Position identification records
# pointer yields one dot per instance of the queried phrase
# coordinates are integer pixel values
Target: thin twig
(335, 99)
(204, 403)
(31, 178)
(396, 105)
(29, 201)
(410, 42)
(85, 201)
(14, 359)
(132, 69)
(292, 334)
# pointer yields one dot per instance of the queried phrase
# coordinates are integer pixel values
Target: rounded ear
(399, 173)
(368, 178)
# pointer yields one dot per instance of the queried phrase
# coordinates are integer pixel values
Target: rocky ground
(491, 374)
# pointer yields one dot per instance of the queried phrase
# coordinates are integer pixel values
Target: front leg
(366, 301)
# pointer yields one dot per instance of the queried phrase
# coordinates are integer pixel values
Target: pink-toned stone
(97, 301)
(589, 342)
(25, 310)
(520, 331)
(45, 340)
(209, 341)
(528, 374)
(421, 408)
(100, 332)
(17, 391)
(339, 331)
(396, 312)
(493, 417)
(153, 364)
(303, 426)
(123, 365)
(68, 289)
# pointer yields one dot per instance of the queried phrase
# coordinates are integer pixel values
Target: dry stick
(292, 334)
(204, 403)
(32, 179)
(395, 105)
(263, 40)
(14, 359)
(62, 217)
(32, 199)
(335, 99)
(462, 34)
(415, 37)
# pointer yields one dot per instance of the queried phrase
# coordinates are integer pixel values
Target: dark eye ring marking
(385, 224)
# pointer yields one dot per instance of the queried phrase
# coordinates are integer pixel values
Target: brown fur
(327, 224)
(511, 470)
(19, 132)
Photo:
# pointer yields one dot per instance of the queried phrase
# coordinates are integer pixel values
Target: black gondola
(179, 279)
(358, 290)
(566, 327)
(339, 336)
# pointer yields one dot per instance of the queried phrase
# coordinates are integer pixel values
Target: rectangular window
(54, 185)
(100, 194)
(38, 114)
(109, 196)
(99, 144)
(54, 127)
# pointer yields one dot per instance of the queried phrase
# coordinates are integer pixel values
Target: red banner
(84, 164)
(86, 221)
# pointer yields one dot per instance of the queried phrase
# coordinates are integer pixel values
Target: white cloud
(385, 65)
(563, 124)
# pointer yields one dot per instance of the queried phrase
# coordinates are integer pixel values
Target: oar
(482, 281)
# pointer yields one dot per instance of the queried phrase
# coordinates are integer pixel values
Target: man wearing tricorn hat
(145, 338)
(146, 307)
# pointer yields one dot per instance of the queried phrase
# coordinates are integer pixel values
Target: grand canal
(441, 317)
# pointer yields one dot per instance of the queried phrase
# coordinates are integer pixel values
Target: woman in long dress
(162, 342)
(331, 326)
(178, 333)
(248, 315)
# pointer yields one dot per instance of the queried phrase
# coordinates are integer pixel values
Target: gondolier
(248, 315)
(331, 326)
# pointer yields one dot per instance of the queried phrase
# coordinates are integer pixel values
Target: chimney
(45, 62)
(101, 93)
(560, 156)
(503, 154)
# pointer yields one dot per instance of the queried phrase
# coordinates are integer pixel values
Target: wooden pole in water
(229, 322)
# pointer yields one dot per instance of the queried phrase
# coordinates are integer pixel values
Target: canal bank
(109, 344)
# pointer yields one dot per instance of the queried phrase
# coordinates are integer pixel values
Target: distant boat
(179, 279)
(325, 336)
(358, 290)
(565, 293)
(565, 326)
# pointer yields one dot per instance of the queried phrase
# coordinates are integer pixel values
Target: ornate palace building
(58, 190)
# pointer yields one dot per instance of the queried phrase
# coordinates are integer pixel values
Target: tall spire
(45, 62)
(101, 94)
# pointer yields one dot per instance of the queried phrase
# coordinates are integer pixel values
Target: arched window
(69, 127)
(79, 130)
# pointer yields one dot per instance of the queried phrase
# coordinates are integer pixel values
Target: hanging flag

* **Exercise instructions**:
Above are the records; copy all of them exactly.

* **Answer**:
# pointer yields one dot per instance of the queried phrase
# coordinates are integer pixel values
Target: thin twig
(335, 99)
(204, 403)
(31, 178)
(396, 105)
(29, 201)
(410, 42)
(85, 201)
(14, 359)
(132, 69)
(292, 334)
# pointer yields one dot per instance of the queried phrase
# coordinates are integer pixel values
Target: rounded ear
(399, 173)
(368, 178)
# pointer yields one dot per instance of the queried phrase
# coordinates are integer pixel values
Target: rocky ground
(491, 374)
# pointer yields one dot per instance of the queried phrase
# coordinates are integer pixel values
Target: front leg
(366, 301)
# pointer yields one dot per instance of the queried phrase
# coordinates are integer pixel values
Target: pink-toned stone
(97, 301)
(589, 342)
(25, 310)
(520, 331)
(45, 340)
(209, 341)
(528, 374)
(421, 408)
(100, 332)
(17, 391)
(339, 331)
(396, 312)
(493, 417)
(153, 364)
(303, 426)
(123, 365)
(68, 289)
# pointer yields one dot per instance of the queried phrase
# coordinates are integer pixel values
Target: dry stick
(292, 334)
(204, 403)
(32, 179)
(395, 105)
(263, 40)
(14, 359)
(62, 217)
(32, 199)
(335, 99)
(462, 34)
(415, 37)
# pointer yields one dot per instance of the queried phrase
# coordinates are integer pixel values
Target: dark eye ring marking
(385, 224)
# pointer yields one dot per instance of the queried phrase
# coordinates are integer pixel values
Target: brown fur
(327, 224)
(511, 470)
(19, 132)
Photo:
# pointer yields one dot per instance of the queried phrase
# coordinates are integer pixel values
Target: black gondola
(179, 279)
(358, 290)
(566, 327)
(339, 336)
# pointer yields one dot per instance of the queried phrase
# coordinates are integer pixel values
Target: rectangular window
(54, 185)
(100, 194)
(38, 114)
(109, 196)
(99, 144)
(54, 127)
# pointer yields one dot per instance of the queried phrase
# coordinates are integer pixel values
Target: red banner
(84, 164)
(86, 221)
# pointer yields one dot per instance of the queried phrase
# coordinates are integer pixel values
Target: white cloud
(385, 65)
(563, 124)
# pointer yields one dot per instance of the queried phrase
# coordinates are integer pixel values
Target: oar
(482, 281)
# pointer yields one dot per instance of the queried phrase
# coordinates are integer pixel values
Target: man wearing tricorn hat
(145, 338)
(146, 307)
# pointer yields one dot per instance of the queried phrase
# coordinates are integer pixel values
Target: grand canal
(441, 317)
# pointer yields one dot per instance of the queried phrase
# coordinates are integer pixel values
Target: woman in long dress
(162, 342)
(331, 326)
(178, 333)
(248, 315)
# pointer yields one dot per instance of the queried phrase
# coordinates are integer pixel values
Target: gondolier
(248, 315)
(331, 326)
# pointer yields one dot per instance of the queried phrase
# coordinates are integer pixel values
Target: chimney
(45, 62)
(101, 93)
(560, 156)
(503, 154)
# pointer yields one dot per instance of the queried phrase
# coordinates are integer pixel values
Target: wooden pole in water
(229, 322)
# pointer yields one dot per instance of the queried phrase
# coordinates are integer pixel values
Target: canal bank
(109, 344)
# pointer yields one dot per instance of the queried phrase
# coordinates are integer pixel values
Target: distant boat
(179, 279)
(325, 336)
(358, 290)
(565, 293)
(565, 326)
# pointer yields one dot per instance of the queried phrase
# coordinates are integer pixel values
Target: ornate palace building
(58, 190)
# pointer yields one dot per instance of the queried phrase
# coordinates are integer pixel values
Target: tall spire
(45, 62)
(101, 94)
# pointer yields one dot per instance of the queried phrase
# coordinates are integer pixel values
Target: arched window
(69, 127)
(79, 130)
# pointer yields one dot per instance of the queried phrase
# coordinates are integer pixel values
Target: hanging flag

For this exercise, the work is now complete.